#### [Twoje zadanie]
Przytocz dosłownie fragment tekstu o euro: zacznij od słów „Z drugiej strony”, a skończ po słowach „z tego sprawę.”.

#### [Fragment tekstu]
▬▬▬▬▬▬
Czy to się nam podoba, czy nie, niebawem wszyscy w całej Europie będziemy płacili nową walutą, czyli euro. Na razie w skansenie starych walut pozostają takie kraje jak Polska czy Szwecja, ale to tylko kwestia czasu, kiedy euro opanuje cały kontynent europejski. Polacy chcieliby, aby stało się to jak najpóźniej.
Płacić w euro? A może oszczędzać w euro teraz, kiedy taka inflacja? Czy euro to lepsza alternatywa?. Zależy dla kogo. Z jednej strony likwidacja walut narodowych ułatwia integrację europejską i to nie tylko w kwestiach ekonomicznych. Przepływ ludzi, myśli i usług stanie się o wiele łatwiejszy, kiedy wszyscy będziemy posługiwali się tą samą walutą. Konsekwencją wprowadzenia euro musi być też integracja systemów bankowych, co zniesie ostatnie bariery w transferze pieniędzy. Równocześnie zniesie też samodzielność banków narodowych – jeden z głównych atrybutów suwerenności państwa. A na to w dzisiejszej Polsce nie ma zgody!
Z drugiej strony przechodząc na euro zobaczymy różnice. I nie zawsze zaskoczy nas to pozytywnie. Zobaczymy np. ile zarabiamy miesięcznie w Polsce w porównaniu do innych krajów Unii. Będziemy wtedy chcieli zarabiać tyle samo, co inni i będziemy to wymuszać w taki czy inny sposób na swoim rządzie. Euro 500 plus? Dlatego niektóre rządy wolą na razie nie uświadamiać swoim społeczeństwom jak duże są te różnice. Jasne, że każdy potrafi to sam wyliczyć, ale przecież nie robi się tego powszechnie. Wysoka pensja w szwedzkich koronach, wydaje się być wysoka dlatego, że tak dużo tych koron. W euro byłoby znacznie mniej, choć przecież tyle samo. Czy aby na pewno? Bo niby w Szwecji czy w Polsce tyle samo, ale będziemy płacić za wszystko o wiele drożej, nie zawsze zdając sobie z tego sprawę.
▬▬▬▬▬▬
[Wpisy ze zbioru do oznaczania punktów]
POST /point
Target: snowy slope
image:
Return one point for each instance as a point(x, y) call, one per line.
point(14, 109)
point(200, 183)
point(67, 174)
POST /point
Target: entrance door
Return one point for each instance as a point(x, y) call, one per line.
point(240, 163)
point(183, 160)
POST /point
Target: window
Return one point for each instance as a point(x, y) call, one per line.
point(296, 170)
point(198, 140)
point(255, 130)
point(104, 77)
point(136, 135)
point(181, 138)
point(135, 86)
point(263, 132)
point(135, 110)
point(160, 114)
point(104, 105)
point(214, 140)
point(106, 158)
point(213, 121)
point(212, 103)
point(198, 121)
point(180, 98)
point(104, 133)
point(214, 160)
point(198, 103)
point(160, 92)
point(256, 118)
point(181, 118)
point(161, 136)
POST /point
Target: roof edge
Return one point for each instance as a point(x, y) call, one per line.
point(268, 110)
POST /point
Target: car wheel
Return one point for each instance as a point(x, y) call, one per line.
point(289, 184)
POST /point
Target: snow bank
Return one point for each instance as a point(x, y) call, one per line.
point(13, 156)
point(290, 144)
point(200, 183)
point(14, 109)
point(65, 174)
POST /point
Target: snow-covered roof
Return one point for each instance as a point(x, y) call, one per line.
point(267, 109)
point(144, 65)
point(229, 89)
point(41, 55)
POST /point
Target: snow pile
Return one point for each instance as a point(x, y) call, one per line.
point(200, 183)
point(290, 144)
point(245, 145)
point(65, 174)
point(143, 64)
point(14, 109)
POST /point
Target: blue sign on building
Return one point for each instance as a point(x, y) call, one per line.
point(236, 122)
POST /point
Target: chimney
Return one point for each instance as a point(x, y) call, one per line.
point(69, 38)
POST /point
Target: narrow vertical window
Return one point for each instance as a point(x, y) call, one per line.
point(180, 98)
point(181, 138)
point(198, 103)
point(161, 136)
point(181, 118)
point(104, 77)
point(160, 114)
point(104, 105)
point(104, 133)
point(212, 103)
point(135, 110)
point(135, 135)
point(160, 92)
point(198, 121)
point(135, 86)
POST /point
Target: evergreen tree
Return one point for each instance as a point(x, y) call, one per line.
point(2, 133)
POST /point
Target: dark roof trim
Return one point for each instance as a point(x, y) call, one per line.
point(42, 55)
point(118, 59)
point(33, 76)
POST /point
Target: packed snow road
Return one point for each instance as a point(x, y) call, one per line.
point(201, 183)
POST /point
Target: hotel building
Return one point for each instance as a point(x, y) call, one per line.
▬▬▬▬▬▬
#### [Poprawna odpowiedź]
Z drugiej strony przechodząc na euro zobaczymy różnice. I nie zawsze zaskoczy nas to pozytywnie. Zobaczymy np. ile zarabiamy miesięcznie w Polsce w porównaniu do innych krajów Unii. Będziemy wtedy chcieli zarabiać tyle samo, co inni i będziemy to wymuszać w taki czy inny sposób na swoim rządzie. Euro 500 plus? Dlatego niektóre rządy wolą na razie nie uświadamiać swoim społeczeństwom jak duże są te różnice. Jasne, że każdy potrafi to sam wyliczyć, ale przecież nie robi się tego powszechnie. Wysoka pensja w szwedzkich koronach, wydaje się być wysoka dlatego, że tak dużo tych koron. W euro byłoby znacznie mniej, choć przecież tyle samo. Czy aby na pewno? Bo niby w Szwecji czy w Polsce tyle samo, ale będziemy płacić za wszystko o wiele drożej, nie zawsze zdając sobie z tego sprawę.